◆ REQUIREMENT ◆
Return the entries below precisely, omitting nothing.

(STUDY MATERIAL Opens)

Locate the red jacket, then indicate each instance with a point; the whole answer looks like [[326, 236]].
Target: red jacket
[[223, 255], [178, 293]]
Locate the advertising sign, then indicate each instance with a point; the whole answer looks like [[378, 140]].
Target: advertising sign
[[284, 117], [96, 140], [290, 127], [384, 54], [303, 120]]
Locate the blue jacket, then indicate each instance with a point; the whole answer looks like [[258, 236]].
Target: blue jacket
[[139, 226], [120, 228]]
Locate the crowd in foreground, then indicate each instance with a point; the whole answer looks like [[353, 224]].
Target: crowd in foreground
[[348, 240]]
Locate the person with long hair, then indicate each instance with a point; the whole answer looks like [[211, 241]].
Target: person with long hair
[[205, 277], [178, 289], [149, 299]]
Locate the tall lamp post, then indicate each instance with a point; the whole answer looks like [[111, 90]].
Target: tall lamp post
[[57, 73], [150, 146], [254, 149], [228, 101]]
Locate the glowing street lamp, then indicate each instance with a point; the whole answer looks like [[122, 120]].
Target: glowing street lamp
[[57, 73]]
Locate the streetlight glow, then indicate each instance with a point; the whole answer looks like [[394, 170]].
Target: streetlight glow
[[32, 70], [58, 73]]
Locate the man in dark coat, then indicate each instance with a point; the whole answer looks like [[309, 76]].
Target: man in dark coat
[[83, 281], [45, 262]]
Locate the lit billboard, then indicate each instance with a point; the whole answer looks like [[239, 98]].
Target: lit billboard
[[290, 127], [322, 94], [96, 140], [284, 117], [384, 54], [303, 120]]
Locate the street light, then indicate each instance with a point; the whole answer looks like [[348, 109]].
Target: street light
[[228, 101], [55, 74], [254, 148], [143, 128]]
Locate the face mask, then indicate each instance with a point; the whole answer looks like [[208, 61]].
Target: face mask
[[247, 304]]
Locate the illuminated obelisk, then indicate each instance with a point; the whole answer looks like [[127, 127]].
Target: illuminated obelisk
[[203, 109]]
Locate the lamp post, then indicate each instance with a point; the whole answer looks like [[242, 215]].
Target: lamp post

(STUDY MATERIAL Closes)

◆ WRITTEN RESPONSE ◆
Locate the red jacket, then indicate each instance with a point; the whole answer looks like [[326, 236]].
Target: red jacket
[[223, 255], [178, 293]]
Locate the advertising sign, then indicate each instance with a point; the whole answer looks like [[378, 140]].
Target: advertising sign
[[284, 117], [96, 140], [290, 127], [384, 54], [303, 120]]
Locate the blue jacket, then indicate each instance with a point; the whole answer looks like [[258, 236]].
Target: blue jacket
[[139, 226], [120, 228]]
Locate the crowd in foreground, then indicate each instance with a point; the whole answer looks like [[353, 224]].
Target: crowd in foreground
[[348, 240]]
Locate the person with long hair, then indicate each instance with a point; the whole answer looks like [[211, 241]].
Target: person with long hair
[[205, 277], [178, 289], [149, 299]]
Locate the tall lamp post, then indicate each instance with a point; the whole answer looks like [[111, 90]].
Target: tall lamp post
[[57, 73], [150, 146], [254, 149], [228, 101]]
Locate the glowing street lamp, then indicate each instance with a point; the whole answer looks like [[122, 120]].
Target: glowing street lamp
[[57, 73]]
Locate the streetlight glow, then indicate each instance with a point; the whole answer looks like [[394, 170]].
Target: streetlight glow
[[32, 70], [58, 73]]
Locate the man in dark coat, then indicate each instance with a point; the whole answer looks like [[309, 76]].
Target: man in dark coat
[[83, 281], [45, 262]]
Locate the lit billboard, then indicate each instance with a point; the whole answer looks like [[239, 98]].
Target: lit billboard
[[290, 127], [322, 94], [96, 140], [284, 117], [384, 54], [303, 120]]
Locate the street light, then indicate each instance with a point; the whole answer looks like [[348, 109]].
Target: street light
[[228, 101], [55, 74], [254, 148], [143, 128]]
Locate the face mask, then indicate each instance with a point; the whole answer looks like [[208, 61]].
Target: face mask
[[247, 304]]
Locate the illuminated obelisk, then indicate each instance with a point; the whole answer looks like [[127, 127]].
Target: illuminated obelisk
[[203, 109]]
Locate the lamp post, then indicate each instance with a point; the whole answer looks like [[242, 215]].
Target: lamp post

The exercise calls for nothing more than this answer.